■ SOURCE EXCERPT

* * *

President Moon Jae-in, left, and North Korean leader Kim Jong-un hold one-on-one talks on a footbridge in the truce village of Panmunjom on April 27, 2018. [YONHAP]

President Moon Jae-in, left, and North Korean leader Kim Jong-un hold one-on-one talks on a footbridge in the truce village of Panmunjom on April 27, 2018. [YONHAP]

 
The main opposition People Power Party (PPP) Sunday urged a special probe into allegations that the South Korean government drafted a secret plan in 2018 to build a nuclear power plant in North Korea.
 
Controversy has arisen with reports that documents detailing a plan to build a nuclear power plant in North Korea were included in 530 files Ministry of Trade, Industry and Energy officials deleted as the Moon Jae-in administration pushed the phasing-out of nuclear power in the South.
 
Since last year, the Daejeon District Prosecutors’ Office has been investigating an allegation that the Energy Ministry obstructed a Board of Audit and Inspection audit in 2019 of the Moon government’s controversial decision to shut down the country’s second-oldest nuclear reactor, Wolsong-1, earlier than scheduled. Following the probe, three ministry officials were indicted on Dec. 23 on charges of deleting massive amounts of ministry data right before the audit.
 
The PPP leadership held an emergency meeting to discuss the nuclear power plant allegations at the National Assembly Sunday and urged the Blue House to reveal the truth. 
 
“If the government does not reveal the truth," said Kim Chong-in, the acting leader of the PPP, during the meeting, “it will be inevitable that the National Assembly will have to push for a parliamentary inspection.”
 
Kim demanded to see the originals of the deleted files and for a fact-finding committee to be launched should the government not comply.
 
Kim also urged the Blue House to reveal what transpired during one-on-one talks between President Moon Jae-in and North Korean leader Kim Jong-un at the inter-Korean summit on April 27, 2018 — specifically as they chatted as they crossed a pedestrian bridge — and whether the nuclear power plant construction plan was included in a video presentation for Kim.

* * *

■ DATA LINES
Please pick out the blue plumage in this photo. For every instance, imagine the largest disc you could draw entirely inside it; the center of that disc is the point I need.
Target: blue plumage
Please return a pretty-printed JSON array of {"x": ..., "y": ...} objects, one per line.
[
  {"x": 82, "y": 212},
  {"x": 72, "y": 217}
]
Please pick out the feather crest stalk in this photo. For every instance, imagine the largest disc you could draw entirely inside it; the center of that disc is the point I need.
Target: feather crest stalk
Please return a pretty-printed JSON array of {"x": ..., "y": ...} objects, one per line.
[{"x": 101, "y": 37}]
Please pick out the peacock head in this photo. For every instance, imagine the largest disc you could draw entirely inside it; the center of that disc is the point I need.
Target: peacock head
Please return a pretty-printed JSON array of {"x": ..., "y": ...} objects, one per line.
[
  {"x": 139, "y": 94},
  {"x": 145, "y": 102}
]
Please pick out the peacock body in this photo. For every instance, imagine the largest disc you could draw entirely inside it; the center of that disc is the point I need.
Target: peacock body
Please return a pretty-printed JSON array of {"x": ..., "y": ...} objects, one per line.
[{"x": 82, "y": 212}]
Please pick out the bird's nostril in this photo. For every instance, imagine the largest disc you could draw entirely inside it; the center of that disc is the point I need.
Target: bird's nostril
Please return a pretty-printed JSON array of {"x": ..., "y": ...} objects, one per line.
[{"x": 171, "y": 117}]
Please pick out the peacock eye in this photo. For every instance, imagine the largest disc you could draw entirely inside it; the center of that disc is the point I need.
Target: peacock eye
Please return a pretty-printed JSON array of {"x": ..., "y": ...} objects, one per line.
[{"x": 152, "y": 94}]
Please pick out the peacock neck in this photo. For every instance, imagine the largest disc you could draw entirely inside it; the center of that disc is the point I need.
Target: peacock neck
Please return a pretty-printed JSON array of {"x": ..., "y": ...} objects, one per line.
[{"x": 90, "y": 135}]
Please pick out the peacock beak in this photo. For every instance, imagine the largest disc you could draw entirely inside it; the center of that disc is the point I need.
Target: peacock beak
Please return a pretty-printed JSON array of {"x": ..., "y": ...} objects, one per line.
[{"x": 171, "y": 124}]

* * *

■ SET TASKS
• 1. Name every person the news excerpt identifies by full name.
• 2. According to the news excerpt, on what date were the three ministry officials indicted?
• 3. Please reproduce the news excerpt word for word, starting at "The main opposition" and ending at "in North Korea.".

■ THE ANSWERS
• 1.
- Moon Jae-in
- Kim Jong-un
- Kim Chong-in

• 2. Dec. 23

• 3.
The main opposition People Power Party (PPP) Sunday urged a special probe into allegations that the South Korean government drafted a secret plan in 2018 to build a nuclear power plant in North Korea.